# Exercise
Repeat exactly the lines below that lie between the line with "Target: bird's eye" and the line with "Target: white cloud", counting both of those lines as part of the answer.

# Data supplied
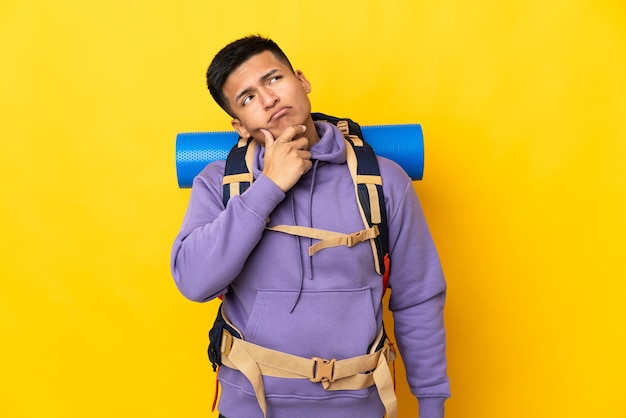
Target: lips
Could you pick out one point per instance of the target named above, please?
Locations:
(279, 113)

--

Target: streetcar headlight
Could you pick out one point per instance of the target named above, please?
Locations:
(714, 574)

...

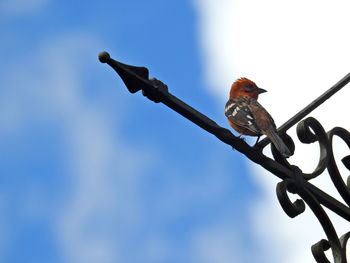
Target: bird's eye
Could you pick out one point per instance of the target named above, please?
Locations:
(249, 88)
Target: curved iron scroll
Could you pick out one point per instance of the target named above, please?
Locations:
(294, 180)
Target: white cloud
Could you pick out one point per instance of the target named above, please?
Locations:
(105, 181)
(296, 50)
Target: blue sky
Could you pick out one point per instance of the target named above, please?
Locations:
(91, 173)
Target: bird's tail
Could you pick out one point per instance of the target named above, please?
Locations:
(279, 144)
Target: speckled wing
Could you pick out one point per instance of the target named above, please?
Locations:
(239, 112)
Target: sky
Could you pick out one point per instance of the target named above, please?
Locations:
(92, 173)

# Answer section
Target: bird's eye
Could you pick out one point per instance of the target named above, please?
Locations:
(249, 88)
Target: curved iron scroll
Could you pick out one point per instance of the target named above, please?
Locations:
(294, 180)
Target: white cloud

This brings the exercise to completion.